» Written task: Write out the line with "Where can the defender's" and every later line through the end of the data below, exactly as given, with no pictures in the copy.

################

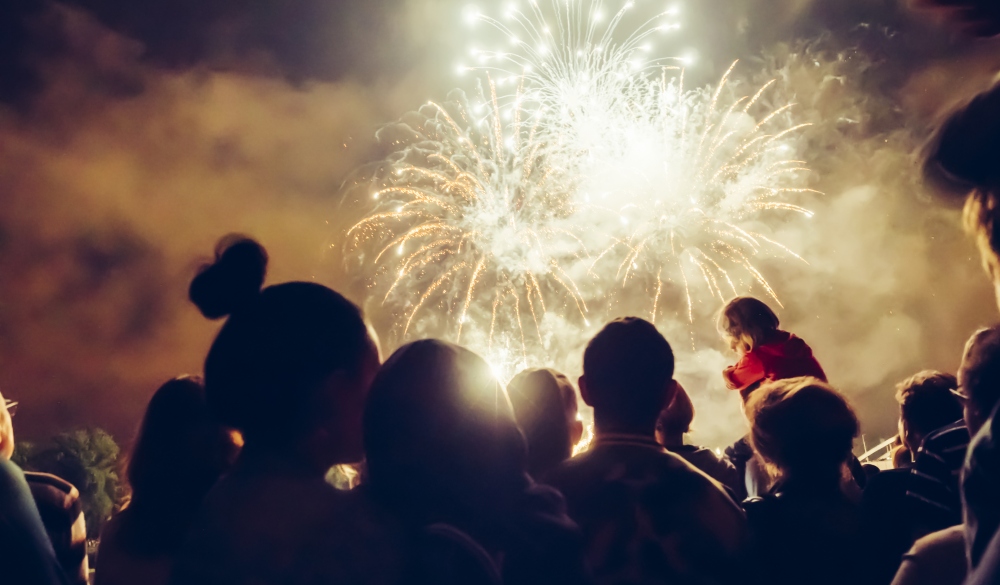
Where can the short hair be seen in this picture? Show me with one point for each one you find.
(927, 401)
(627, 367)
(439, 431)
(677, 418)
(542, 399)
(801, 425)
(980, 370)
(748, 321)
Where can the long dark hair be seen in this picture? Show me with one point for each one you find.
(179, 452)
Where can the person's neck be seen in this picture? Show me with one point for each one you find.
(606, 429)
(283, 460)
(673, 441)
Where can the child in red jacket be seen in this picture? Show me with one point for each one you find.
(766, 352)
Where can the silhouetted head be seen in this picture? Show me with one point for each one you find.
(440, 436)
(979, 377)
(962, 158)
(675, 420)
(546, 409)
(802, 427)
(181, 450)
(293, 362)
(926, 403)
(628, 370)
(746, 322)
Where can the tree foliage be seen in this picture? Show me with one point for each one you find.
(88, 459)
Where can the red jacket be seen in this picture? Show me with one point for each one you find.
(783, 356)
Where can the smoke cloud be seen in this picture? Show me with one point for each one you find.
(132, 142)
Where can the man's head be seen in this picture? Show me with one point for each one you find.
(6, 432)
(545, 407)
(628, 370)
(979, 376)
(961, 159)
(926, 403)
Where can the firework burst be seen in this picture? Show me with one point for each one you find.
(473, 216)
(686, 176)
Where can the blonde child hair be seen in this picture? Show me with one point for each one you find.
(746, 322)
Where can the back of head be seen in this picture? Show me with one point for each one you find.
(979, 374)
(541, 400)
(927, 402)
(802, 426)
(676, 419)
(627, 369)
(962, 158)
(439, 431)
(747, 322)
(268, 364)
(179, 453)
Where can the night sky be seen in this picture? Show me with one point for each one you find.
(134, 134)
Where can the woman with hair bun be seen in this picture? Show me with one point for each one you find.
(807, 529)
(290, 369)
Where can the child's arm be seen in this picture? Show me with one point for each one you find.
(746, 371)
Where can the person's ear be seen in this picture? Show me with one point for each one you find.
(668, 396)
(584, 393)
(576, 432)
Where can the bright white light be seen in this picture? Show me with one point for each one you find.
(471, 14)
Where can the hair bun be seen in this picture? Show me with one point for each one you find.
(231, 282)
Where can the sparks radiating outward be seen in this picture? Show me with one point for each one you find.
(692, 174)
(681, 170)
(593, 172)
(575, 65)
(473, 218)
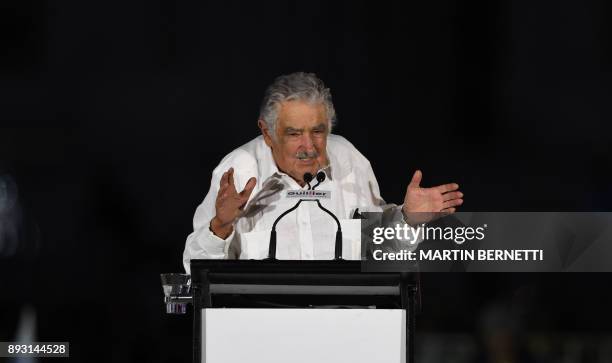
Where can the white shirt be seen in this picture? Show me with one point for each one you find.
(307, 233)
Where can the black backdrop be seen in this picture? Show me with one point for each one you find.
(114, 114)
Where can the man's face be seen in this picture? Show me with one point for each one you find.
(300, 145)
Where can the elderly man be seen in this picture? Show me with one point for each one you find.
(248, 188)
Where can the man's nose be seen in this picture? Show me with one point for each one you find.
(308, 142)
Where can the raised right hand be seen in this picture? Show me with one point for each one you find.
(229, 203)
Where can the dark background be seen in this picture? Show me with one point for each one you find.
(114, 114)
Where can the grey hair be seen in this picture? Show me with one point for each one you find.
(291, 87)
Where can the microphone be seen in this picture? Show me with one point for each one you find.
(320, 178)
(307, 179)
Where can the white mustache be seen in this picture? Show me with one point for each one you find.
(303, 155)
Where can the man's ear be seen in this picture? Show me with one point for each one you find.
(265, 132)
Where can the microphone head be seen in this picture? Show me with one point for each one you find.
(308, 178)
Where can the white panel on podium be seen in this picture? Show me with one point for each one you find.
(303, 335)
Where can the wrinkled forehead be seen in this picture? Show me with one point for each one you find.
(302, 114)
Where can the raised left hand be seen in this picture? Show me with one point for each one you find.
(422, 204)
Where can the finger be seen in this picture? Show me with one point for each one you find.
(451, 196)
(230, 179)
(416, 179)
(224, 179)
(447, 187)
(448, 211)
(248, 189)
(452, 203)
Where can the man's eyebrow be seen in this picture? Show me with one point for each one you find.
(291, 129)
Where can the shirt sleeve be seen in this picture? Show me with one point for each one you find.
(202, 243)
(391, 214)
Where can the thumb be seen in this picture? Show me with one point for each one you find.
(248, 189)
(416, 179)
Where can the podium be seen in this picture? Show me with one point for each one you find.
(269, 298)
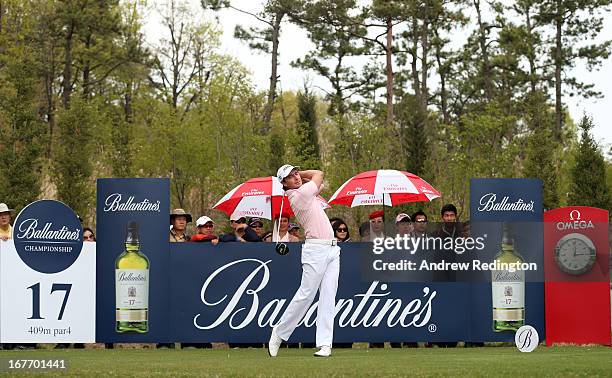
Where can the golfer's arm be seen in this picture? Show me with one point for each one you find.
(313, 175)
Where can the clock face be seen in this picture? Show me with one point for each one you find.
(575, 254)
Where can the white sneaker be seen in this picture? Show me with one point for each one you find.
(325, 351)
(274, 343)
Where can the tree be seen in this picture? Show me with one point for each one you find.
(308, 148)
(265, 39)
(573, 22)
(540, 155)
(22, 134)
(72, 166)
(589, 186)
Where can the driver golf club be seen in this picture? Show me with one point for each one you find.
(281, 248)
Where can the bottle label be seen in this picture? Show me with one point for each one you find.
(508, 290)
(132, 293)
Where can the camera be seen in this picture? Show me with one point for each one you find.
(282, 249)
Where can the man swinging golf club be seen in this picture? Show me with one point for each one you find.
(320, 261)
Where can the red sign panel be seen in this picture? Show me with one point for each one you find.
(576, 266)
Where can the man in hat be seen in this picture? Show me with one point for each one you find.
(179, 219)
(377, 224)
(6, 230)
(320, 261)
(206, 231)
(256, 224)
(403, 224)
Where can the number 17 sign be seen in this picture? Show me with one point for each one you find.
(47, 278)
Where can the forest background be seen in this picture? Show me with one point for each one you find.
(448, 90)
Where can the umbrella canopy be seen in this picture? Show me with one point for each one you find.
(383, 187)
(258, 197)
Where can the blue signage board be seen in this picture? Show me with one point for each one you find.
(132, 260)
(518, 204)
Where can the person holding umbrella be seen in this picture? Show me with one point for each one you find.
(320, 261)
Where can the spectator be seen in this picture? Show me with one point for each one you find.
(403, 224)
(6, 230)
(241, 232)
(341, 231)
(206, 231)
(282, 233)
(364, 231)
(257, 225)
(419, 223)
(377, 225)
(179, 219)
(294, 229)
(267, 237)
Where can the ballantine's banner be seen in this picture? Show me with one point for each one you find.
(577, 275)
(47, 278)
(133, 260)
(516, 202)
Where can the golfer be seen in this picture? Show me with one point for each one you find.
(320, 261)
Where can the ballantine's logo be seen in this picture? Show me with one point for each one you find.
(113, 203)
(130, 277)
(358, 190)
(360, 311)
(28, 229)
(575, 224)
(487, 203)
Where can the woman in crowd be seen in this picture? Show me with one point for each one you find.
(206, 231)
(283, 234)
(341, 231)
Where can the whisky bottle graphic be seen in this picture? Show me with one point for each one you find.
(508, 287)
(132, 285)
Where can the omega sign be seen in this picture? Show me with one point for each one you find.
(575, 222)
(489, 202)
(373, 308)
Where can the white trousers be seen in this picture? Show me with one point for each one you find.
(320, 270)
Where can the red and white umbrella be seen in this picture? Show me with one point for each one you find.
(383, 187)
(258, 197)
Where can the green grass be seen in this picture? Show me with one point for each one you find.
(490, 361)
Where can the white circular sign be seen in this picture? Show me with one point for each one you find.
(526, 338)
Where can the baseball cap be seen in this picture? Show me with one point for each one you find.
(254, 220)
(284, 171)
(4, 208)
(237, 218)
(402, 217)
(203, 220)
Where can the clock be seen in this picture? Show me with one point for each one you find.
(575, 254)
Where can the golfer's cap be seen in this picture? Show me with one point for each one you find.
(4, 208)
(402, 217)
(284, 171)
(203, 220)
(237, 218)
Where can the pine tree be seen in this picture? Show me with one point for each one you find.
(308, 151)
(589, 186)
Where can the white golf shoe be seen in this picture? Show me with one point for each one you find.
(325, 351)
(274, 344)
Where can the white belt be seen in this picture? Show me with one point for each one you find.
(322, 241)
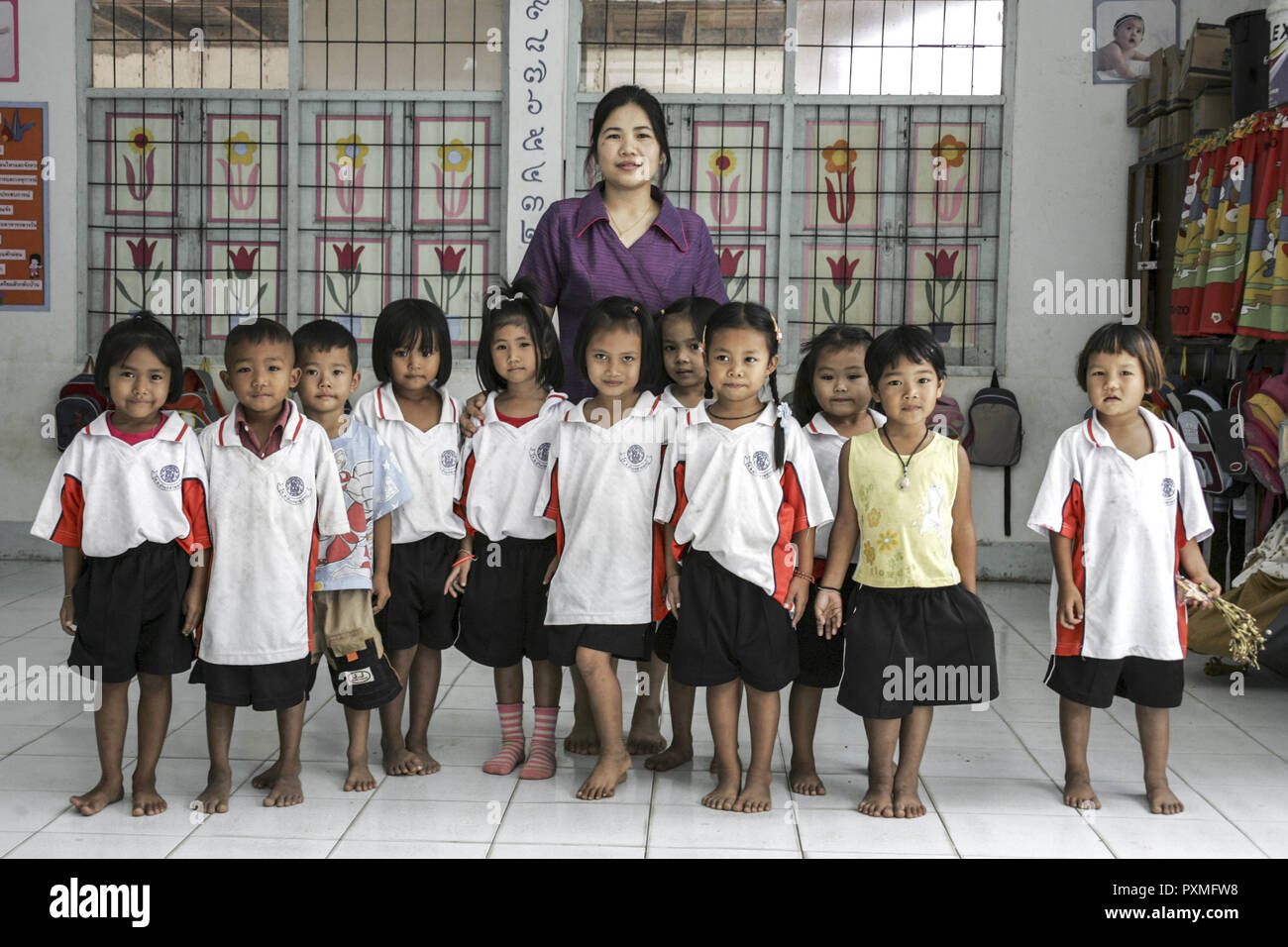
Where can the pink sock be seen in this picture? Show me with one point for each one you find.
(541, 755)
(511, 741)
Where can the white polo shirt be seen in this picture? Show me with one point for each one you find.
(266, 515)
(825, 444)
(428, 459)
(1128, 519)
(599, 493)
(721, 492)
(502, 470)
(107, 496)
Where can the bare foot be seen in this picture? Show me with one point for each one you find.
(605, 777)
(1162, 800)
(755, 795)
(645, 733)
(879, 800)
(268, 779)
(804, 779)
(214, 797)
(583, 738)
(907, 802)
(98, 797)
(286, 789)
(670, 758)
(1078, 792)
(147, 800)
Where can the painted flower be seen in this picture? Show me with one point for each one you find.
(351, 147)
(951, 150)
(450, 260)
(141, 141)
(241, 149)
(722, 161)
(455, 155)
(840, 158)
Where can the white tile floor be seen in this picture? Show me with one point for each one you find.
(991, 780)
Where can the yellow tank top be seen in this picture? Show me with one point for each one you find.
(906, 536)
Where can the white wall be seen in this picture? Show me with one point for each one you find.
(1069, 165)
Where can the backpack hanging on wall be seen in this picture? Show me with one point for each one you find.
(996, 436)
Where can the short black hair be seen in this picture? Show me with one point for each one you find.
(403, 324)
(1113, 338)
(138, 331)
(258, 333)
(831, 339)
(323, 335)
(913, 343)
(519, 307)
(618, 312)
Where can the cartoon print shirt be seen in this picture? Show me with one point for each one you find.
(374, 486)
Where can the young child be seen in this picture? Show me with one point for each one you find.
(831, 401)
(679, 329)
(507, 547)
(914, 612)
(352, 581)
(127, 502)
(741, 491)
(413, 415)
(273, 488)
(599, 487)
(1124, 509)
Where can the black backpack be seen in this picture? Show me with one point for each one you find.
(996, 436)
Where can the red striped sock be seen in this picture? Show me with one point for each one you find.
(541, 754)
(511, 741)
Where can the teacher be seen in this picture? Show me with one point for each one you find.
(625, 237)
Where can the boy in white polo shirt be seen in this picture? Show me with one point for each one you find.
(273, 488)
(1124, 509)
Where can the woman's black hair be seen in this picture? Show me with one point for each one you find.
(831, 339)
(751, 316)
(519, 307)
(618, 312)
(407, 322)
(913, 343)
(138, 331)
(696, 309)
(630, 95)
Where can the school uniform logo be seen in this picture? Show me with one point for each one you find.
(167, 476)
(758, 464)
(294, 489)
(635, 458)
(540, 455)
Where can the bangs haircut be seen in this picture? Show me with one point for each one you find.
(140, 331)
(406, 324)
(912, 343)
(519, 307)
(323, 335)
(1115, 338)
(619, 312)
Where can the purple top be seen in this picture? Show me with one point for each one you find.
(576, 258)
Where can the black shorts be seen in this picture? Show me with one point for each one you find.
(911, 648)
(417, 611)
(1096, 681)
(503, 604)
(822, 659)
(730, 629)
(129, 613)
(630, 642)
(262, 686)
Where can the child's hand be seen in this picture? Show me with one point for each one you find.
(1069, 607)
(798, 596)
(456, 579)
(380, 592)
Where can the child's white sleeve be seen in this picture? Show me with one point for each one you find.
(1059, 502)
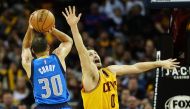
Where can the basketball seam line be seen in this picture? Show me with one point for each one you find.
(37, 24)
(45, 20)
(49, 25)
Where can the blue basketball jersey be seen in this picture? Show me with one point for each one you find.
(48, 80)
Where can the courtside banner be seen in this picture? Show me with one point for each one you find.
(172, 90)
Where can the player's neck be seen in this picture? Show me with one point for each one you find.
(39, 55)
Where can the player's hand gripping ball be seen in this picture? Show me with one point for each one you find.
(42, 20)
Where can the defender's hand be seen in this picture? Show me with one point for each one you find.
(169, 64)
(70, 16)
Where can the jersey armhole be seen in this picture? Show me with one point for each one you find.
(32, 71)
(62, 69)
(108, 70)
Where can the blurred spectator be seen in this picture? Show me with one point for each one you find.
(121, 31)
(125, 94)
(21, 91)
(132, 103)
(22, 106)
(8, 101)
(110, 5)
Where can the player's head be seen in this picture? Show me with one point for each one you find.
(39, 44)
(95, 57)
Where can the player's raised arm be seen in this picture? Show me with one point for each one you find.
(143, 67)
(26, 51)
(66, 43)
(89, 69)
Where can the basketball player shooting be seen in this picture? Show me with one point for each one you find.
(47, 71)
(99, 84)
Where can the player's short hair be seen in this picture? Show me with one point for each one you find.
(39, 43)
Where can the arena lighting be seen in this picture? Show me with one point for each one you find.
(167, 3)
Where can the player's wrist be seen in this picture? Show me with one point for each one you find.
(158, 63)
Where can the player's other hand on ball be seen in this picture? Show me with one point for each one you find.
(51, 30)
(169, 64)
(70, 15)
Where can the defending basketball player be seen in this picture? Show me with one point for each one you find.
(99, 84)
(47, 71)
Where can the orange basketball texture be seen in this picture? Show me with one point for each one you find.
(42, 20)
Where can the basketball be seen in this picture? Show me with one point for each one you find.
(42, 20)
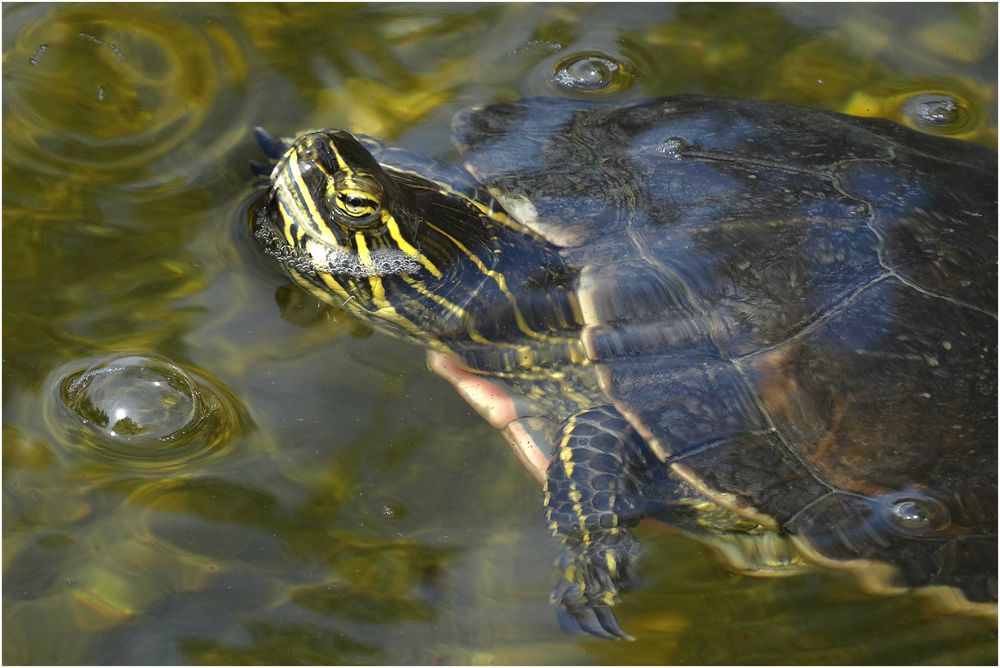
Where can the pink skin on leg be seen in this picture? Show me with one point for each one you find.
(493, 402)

################

» Finished task:
Where can the defender's hand be seen in this picture? Show me with one point for each one you find.
(169, 64)
(70, 16)
Where can the jersey armhole be seen in this picture? Show me with one point for each one you find.
(32, 71)
(62, 69)
(108, 70)
Where can the blurred spectator be seen in this picture? Show me with one point for each one you find.
(121, 31)
(125, 94)
(21, 91)
(132, 103)
(22, 106)
(8, 101)
(110, 5)
Where can the player's head be seen in this picture? Show me with one point for each one you find.
(39, 44)
(95, 57)
Where can the player's raised arm be seen in this picture? Show me with one point for each one you find.
(143, 67)
(26, 51)
(66, 43)
(89, 69)
Where can the basketball player shooting be seen in this picture? Show me with one point for each one you find.
(47, 71)
(99, 84)
Where can the player's short hair be seen in this picture? Show me with one point for each one you find.
(39, 43)
Where can the arena lighting be seen in this picture? Show me with one point for each one you find.
(167, 3)
Where can the player's wrist be seen in this picture? Show me with one point for each one you find.
(158, 63)
Where can the player's other hand on ball be seen in this picture? Show me with one point for each one you find.
(51, 30)
(169, 64)
(70, 15)
Where can the defending basketball player be seen in this picture? Show me with one point for each one you find.
(99, 84)
(47, 71)
Where can the orange basketball texture be seen in this picture? Show me with one point for each one you find.
(42, 20)
Where can the basketball be seen in this picture? Show me with one point for each one you find.
(42, 20)
Where can the pink skin on leg be seen in this picture? Show me with one point for each one you find.
(493, 402)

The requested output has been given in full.